(Entries drawn from a collection)
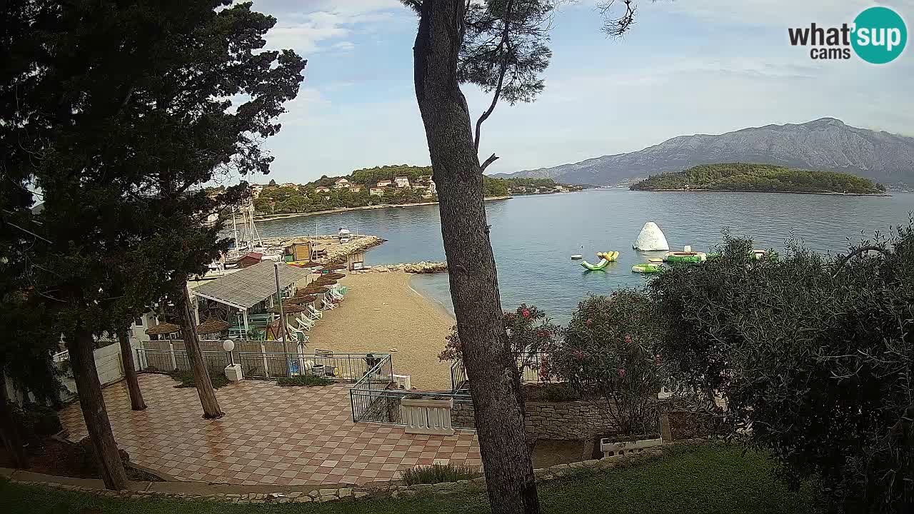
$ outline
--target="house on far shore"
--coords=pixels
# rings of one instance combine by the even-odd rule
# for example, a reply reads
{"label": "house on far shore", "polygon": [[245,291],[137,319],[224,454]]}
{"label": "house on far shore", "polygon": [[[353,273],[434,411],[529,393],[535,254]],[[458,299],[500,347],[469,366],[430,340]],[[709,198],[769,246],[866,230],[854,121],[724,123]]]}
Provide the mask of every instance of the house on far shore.
{"label": "house on far shore", "polygon": [[248,266],[253,266],[254,264],[260,262],[263,260],[263,254],[257,252],[250,252],[245,253],[236,262],[239,268],[247,268]]}

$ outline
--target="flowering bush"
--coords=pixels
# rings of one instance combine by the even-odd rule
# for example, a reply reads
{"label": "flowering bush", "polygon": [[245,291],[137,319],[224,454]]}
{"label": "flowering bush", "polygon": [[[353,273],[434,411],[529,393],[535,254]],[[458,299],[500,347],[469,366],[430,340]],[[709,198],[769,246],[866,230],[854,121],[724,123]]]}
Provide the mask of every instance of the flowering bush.
{"label": "flowering bush", "polygon": [[646,295],[631,290],[590,296],[552,350],[551,371],[582,393],[602,398],[626,435],[657,430],[663,367],[654,351],[657,331],[650,305]]}
{"label": "flowering bush", "polygon": [[[544,354],[558,338],[561,327],[554,325],[545,312],[526,304],[521,304],[515,312],[504,313],[502,319],[508,347],[517,359],[519,375],[523,376],[525,370],[529,369],[539,373],[540,379],[547,381],[549,362]],[[462,359],[462,348],[457,327],[451,327],[451,334],[445,339],[447,344],[438,359],[442,361]]]}

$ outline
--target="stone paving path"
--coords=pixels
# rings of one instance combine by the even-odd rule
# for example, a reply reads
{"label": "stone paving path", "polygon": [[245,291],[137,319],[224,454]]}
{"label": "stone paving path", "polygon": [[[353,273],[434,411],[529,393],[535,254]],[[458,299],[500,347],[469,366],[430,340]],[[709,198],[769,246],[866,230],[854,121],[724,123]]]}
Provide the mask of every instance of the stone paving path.
{"label": "stone paving path", "polygon": [[[131,460],[180,480],[303,486],[396,480],[432,462],[480,466],[473,433],[404,434],[352,423],[349,384],[283,388],[242,380],[217,390],[225,417],[202,418],[197,390],[143,373],[148,408],[130,409],[122,381],[104,390],[114,436]],[[60,412],[73,441],[86,436],[79,403]]]}

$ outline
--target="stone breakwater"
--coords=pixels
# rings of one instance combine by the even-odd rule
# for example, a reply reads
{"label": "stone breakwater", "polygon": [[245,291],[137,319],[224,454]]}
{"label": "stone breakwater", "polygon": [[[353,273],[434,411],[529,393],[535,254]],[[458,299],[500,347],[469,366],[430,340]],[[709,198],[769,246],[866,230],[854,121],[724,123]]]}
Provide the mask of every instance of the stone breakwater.
{"label": "stone breakwater", "polygon": [[365,252],[384,241],[385,240],[377,236],[361,236],[350,240],[349,242],[330,244],[326,246],[326,256],[318,259],[318,262],[324,264],[341,264],[345,262],[349,255]]}
{"label": "stone breakwater", "polygon": [[433,261],[422,261],[421,262],[409,262],[399,264],[378,264],[365,268],[364,270],[352,272],[354,273],[373,273],[388,272],[406,272],[408,273],[440,273],[448,271],[447,262],[436,262]]}

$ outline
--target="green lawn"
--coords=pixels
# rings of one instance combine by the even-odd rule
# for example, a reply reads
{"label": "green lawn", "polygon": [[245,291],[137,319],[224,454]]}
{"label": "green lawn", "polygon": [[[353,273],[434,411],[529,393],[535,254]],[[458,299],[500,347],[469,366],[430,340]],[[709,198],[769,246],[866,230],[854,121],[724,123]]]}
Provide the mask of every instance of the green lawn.
{"label": "green lawn", "polygon": [[[792,493],[771,475],[771,464],[733,446],[681,447],[662,459],[596,476],[565,477],[541,485],[547,514],[588,512],[808,513],[809,495]],[[375,499],[326,504],[227,505],[175,499],[124,500],[0,482],[8,514],[373,514],[489,512],[483,496]]]}

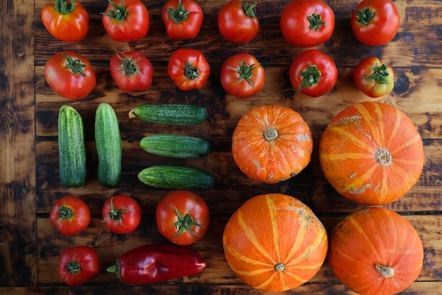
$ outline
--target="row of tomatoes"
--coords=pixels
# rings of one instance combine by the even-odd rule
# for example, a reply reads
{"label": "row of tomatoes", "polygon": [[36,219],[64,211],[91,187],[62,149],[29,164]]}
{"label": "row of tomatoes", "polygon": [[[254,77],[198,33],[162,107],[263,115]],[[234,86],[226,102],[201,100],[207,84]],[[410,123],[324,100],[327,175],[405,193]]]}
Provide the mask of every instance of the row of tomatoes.
{"label": "row of tomatoes", "polygon": [[[119,234],[130,233],[138,228],[142,215],[141,208],[138,202],[126,195],[117,195],[107,199],[103,204],[102,213],[103,216],[102,222],[110,231]],[[76,196],[68,195],[59,199],[54,204],[49,214],[49,221],[61,234],[73,236],[89,226],[90,212],[83,200]],[[186,190],[176,190],[169,193],[158,203],[156,224],[159,232],[173,243],[173,245],[167,246],[162,244],[157,247],[151,245],[149,249],[150,252],[142,251],[145,255],[150,255],[152,251],[155,251],[157,255],[165,249],[169,249],[170,251],[167,255],[158,258],[161,259],[160,263],[165,264],[171,261],[169,258],[171,253],[174,253],[178,260],[180,257],[182,260],[189,258],[189,254],[192,254],[190,256],[193,262],[189,262],[186,267],[188,268],[201,267],[202,258],[199,257],[199,254],[194,250],[190,253],[189,250],[183,249],[183,247],[174,245],[189,245],[205,235],[210,224],[210,214],[208,207],[203,198],[194,192]],[[141,253],[138,255],[141,255]],[[199,257],[198,265],[194,263],[195,255]],[[126,256],[130,256],[131,262],[136,261],[137,258],[135,255],[126,254]],[[120,258],[120,260],[122,259]],[[138,261],[140,262],[141,260]],[[60,255],[59,276],[69,285],[78,286],[84,284],[95,277],[99,271],[99,257],[95,250],[92,248],[85,245],[70,247]],[[131,268],[131,271],[134,272],[133,267]],[[115,270],[109,272],[115,272]],[[120,271],[117,276],[124,274],[124,272]],[[190,274],[179,275],[177,272],[169,272],[168,275],[170,276],[169,279],[171,279]],[[165,277],[165,280],[167,279],[167,277]],[[126,281],[123,281],[128,282],[130,279],[147,279],[146,282],[153,282],[153,279],[142,277],[136,279],[133,276],[127,276],[125,278]]]}

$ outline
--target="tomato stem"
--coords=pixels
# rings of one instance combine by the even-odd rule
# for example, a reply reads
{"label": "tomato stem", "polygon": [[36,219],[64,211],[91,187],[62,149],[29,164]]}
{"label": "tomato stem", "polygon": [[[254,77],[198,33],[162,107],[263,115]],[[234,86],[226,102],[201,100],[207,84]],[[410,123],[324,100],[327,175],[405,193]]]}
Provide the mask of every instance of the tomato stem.
{"label": "tomato stem", "polygon": [[192,226],[201,226],[204,227],[202,225],[193,221],[193,217],[191,215],[186,214],[183,216],[178,209],[175,207],[175,213],[177,214],[177,217],[178,218],[178,221],[175,222],[175,229],[177,229],[177,231],[175,233],[175,236],[178,236],[181,235],[184,231],[189,231],[193,236],[200,236],[198,233],[192,230]]}
{"label": "tomato stem", "polygon": [[[122,54],[123,57],[121,57],[120,54]],[[120,71],[124,71],[124,76],[130,76],[131,78],[133,78],[133,74],[138,74],[143,76],[143,73],[140,71],[137,65],[124,52],[121,52],[121,51],[117,51],[117,56],[123,63],[123,66],[117,68],[117,69],[119,69]]]}
{"label": "tomato stem", "polygon": [[256,4],[258,2],[254,1],[251,4],[249,4],[247,2],[244,2],[242,4],[242,9],[244,11],[244,14],[247,16],[250,16],[251,18],[256,17]]}
{"label": "tomato stem", "polygon": [[72,274],[78,274],[81,270],[81,263],[76,260],[70,261],[66,267],[66,270]]}
{"label": "tomato stem", "polygon": [[390,75],[390,71],[387,69],[387,66],[385,64],[383,64],[381,66],[376,64],[373,68],[373,70],[374,73],[372,74],[369,76],[362,76],[361,78],[375,79],[379,84],[390,83],[387,79],[387,76]]}
{"label": "tomato stem", "polygon": [[67,206],[60,206],[59,208],[59,219],[69,219],[73,216],[73,210]]}
{"label": "tomato stem", "polygon": [[103,14],[106,16],[109,16],[109,18],[115,18],[115,21],[123,21],[127,13],[129,13],[128,10],[124,7],[124,2],[121,1],[121,6],[119,6],[116,3],[113,2],[112,0],[107,0],[109,3],[114,7],[114,9],[109,9],[109,13],[103,13]]}
{"label": "tomato stem", "polygon": [[371,11],[367,7],[364,7],[362,11],[357,10],[356,15],[356,21],[361,25],[366,26],[369,23],[370,23],[371,21],[373,21],[373,18],[374,17],[374,12]]}
{"label": "tomato stem", "polygon": [[186,62],[186,68],[184,69],[184,75],[186,78],[191,80],[195,80],[200,76],[200,70],[192,66],[189,60]]}
{"label": "tomato stem", "polygon": [[311,13],[307,19],[309,20],[309,28],[316,32],[318,32],[319,29],[321,29],[321,28],[325,24],[325,22],[322,20],[321,14],[318,14],[314,12]]}
{"label": "tomato stem", "polygon": [[299,73],[299,75],[302,76],[302,81],[299,84],[298,92],[310,86],[318,85],[321,76],[321,71],[318,70],[318,67],[315,64],[309,64],[304,71]]}
{"label": "tomato stem", "polygon": [[75,8],[75,0],[71,0],[69,3],[66,0],[56,0],[54,7],[61,14],[69,14]]}
{"label": "tomato stem", "polygon": [[63,56],[67,61],[67,62],[64,64],[66,68],[72,71],[72,72],[76,75],[88,76],[83,69],[85,66],[86,66],[86,65],[82,63],[80,59],[74,59],[66,54],[63,54]]}
{"label": "tomato stem", "polygon": [[190,13],[190,11],[184,9],[184,6],[181,4],[181,0],[178,1],[177,8],[172,7],[167,8],[167,17],[173,19],[175,23],[186,21],[189,13]]}
{"label": "tomato stem", "polygon": [[252,69],[253,66],[256,66],[256,64],[248,65],[244,62],[241,62],[239,63],[239,69],[236,69],[232,66],[228,66],[227,69],[232,69],[235,71],[237,73],[239,74],[239,78],[238,78],[238,81],[237,81],[237,84],[239,84],[243,79],[246,80],[250,85],[253,87],[255,86],[255,83],[253,81],[251,81],[251,77],[253,76],[252,73]]}

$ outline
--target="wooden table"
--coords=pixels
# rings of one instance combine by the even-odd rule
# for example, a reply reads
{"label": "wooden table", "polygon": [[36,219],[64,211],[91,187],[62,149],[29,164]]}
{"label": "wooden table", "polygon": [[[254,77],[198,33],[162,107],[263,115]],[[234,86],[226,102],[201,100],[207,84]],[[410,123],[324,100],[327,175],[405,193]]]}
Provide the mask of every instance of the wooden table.
{"label": "wooden table", "polygon": [[[429,0],[396,1],[402,23],[393,40],[385,46],[359,43],[349,26],[354,0],[328,1],[336,17],[331,39],[318,49],[330,54],[338,68],[335,87],[328,95],[310,98],[294,95],[288,79],[293,58],[304,50],[286,42],[279,30],[279,16],[289,0],[266,0],[258,6],[261,28],[255,40],[236,45],[224,40],[217,29],[216,16],[227,2],[200,1],[205,21],[199,35],[191,41],[167,37],[160,18],[165,1],[145,0],[149,10],[148,36],[133,43],[113,41],[101,23],[100,12],[107,1],[83,0],[89,11],[90,29],[85,39],[67,43],[55,40],[45,30],[42,8],[49,1],[4,0],[0,10],[0,294],[260,294],[244,283],[227,265],[221,237],[232,214],[251,197],[264,192],[282,192],[309,205],[328,230],[350,212],[360,207],[338,195],[324,178],[318,161],[318,142],[330,120],[345,107],[368,97],[358,91],[352,71],[363,58],[374,55],[393,66],[396,75],[393,92],[378,100],[405,112],[414,122],[424,145],[426,162],[422,175],[405,197],[385,208],[403,215],[415,226],[424,246],[424,268],[417,282],[404,294],[441,294],[442,290],[442,2]],[[200,91],[177,90],[167,76],[167,60],[180,47],[201,50],[210,62],[208,83]],[[47,60],[65,50],[78,52],[93,64],[97,83],[86,98],[71,101],[55,95],[43,74]],[[109,60],[117,50],[141,50],[155,66],[150,89],[124,93],[117,88],[109,71]],[[265,66],[267,80],[254,97],[239,100],[226,95],[219,82],[223,60],[240,51],[255,54]],[[123,138],[123,175],[114,189],[100,187],[96,179],[97,159],[93,139],[97,105],[110,103],[116,110]],[[129,120],[128,111],[145,103],[193,103],[207,107],[209,120],[196,127],[171,127]],[[68,103],[82,115],[85,127],[88,174],[81,188],[66,189],[59,183],[57,154],[57,115],[60,106]],[[299,175],[276,185],[263,185],[248,179],[232,160],[230,144],[239,117],[253,105],[280,104],[298,111],[310,125],[315,149],[310,165]],[[172,160],[142,151],[144,136],[173,132],[199,136],[211,144],[205,158]],[[121,284],[105,267],[124,251],[137,245],[164,241],[155,224],[156,204],[167,191],[141,183],[137,173],[158,163],[177,163],[204,167],[216,177],[215,187],[201,192],[212,216],[208,233],[193,247],[208,261],[201,274],[161,284],[129,287]],[[142,223],[134,232],[110,233],[100,224],[104,199],[126,193],[139,201]],[[59,234],[48,219],[54,201],[73,194],[85,200],[92,221],[83,232],[73,237]],[[99,253],[102,270],[89,283],[67,288],[56,274],[58,256],[68,246],[87,245]],[[353,294],[334,277],[327,264],[310,282],[287,294]]]}

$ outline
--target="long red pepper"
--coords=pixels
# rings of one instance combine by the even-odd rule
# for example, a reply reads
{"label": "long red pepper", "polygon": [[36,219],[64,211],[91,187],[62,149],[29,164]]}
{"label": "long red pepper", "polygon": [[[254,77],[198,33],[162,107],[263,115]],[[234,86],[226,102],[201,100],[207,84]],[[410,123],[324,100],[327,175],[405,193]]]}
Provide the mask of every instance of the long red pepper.
{"label": "long red pepper", "polygon": [[174,244],[145,245],[130,250],[107,272],[125,284],[150,284],[200,273],[205,261],[195,250]]}

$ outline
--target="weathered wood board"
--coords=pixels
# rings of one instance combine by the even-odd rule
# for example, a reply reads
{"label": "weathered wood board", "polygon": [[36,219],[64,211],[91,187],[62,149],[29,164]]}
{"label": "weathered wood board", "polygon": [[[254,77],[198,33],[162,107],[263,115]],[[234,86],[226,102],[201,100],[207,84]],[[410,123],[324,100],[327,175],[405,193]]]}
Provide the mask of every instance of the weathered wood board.
{"label": "weathered wood board", "polygon": [[[224,258],[221,237],[229,216],[246,199],[265,192],[282,192],[301,199],[324,223],[328,231],[350,212],[361,206],[340,196],[323,177],[318,159],[318,144],[331,118],[345,107],[372,100],[357,89],[352,72],[363,58],[374,55],[395,69],[391,94],[378,100],[405,112],[414,122],[424,142],[426,161],[422,175],[402,198],[383,207],[402,214],[415,226],[424,247],[422,272],[417,282],[402,294],[440,294],[442,289],[442,2],[395,1],[402,23],[395,38],[383,46],[369,47],[357,42],[349,25],[352,9],[359,1],[327,1],[336,18],[330,40],[316,48],[328,54],[338,69],[338,80],[330,93],[318,98],[295,94],[288,78],[293,58],[305,49],[284,40],[279,16],[289,0],[258,1],[260,31],[251,42],[237,45],[223,40],[216,16],[222,4],[215,0],[198,1],[205,19],[198,36],[192,40],[168,38],[160,17],[165,1],[143,0],[150,16],[148,36],[141,40],[117,42],[105,33],[100,13],[106,1],[83,0],[89,11],[90,31],[73,43],[54,39],[44,28],[40,13],[49,1],[6,0],[1,2],[0,21],[0,294],[83,294],[98,292],[133,294],[258,294],[242,283]],[[21,28],[19,30],[18,28]],[[210,77],[201,90],[181,91],[167,74],[172,52],[180,47],[196,48],[210,64]],[[152,86],[144,91],[125,93],[118,89],[109,70],[109,60],[117,50],[141,51],[154,65]],[[45,81],[47,59],[62,50],[72,50],[90,59],[97,82],[87,98],[68,100],[56,95]],[[227,95],[220,83],[220,68],[229,56],[239,52],[254,54],[264,66],[266,81],[256,96],[237,99]],[[94,141],[95,111],[99,103],[115,109],[123,139],[123,175],[115,188],[103,188],[97,181],[97,157]],[[146,103],[191,103],[207,108],[209,119],[194,127],[153,125],[127,114]],[[85,126],[88,178],[80,188],[66,189],[58,175],[57,116],[63,104],[78,110]],[[279,104],[299,112],[311,127],[314,149],[309,166],[299,175],[275,185],[249,179],[236,166],[231,154],[232,134],[238,120],[254,105]],[[203,137],[211,144],[207,157],[177,160],[148,154],[139,146],[145,136],[172,132]],[[155,212],[168,192],[141,183],[143,168],[155,164],[178,163],[205,168],[214,173],[213,190],[200,192],[211,212],[206,236],[192,247],[208,261],[201,274],[146,286],[120,284],[105,267],[122,253],[136,245],[162,242]],[[141,226],[133,233],[117,235],[100,223],[104,199],[117,193],[136,198],[143,209]],[[49,212],[58,198],[75,195],[84,199],[92,215],[90,226],[72,237],[59,234],[49,221]],[[102,270],[78,288],[66,288],[56,274],[59,253],[71,245],[88,245],[100,257]],[[310,282],[289,294],[354,294],[333,276],[326,263]]]}

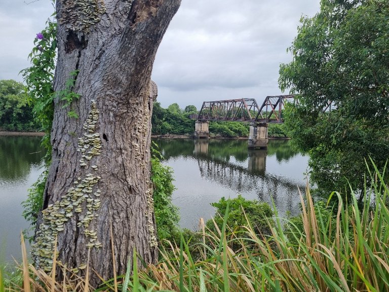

Exercise aim: Return every line in the items above that contains the word "house".

Output of the task:
--target="house on far shore"
{"label": "house on far shore", "polygon": [[245,291],[137,319],[224,454]]}
{"label": "house on far shore", "polygon": [[[353,273],[434,411],[529,393],[535,254]],[[458,299],[500,347],[469,366],[430,340]],[[709,198],[769,246],[866,230],[854,121],[724,123]]]}
Provide the mask of every instance of the house on far shore.
{"label": "house on far shore", "polygon": [[248,266],[253,266],[254,264],[260,262],[263,260],[263,254],[257,252],[250,252],[245,253],[236,262],[239,268],[247,268]]}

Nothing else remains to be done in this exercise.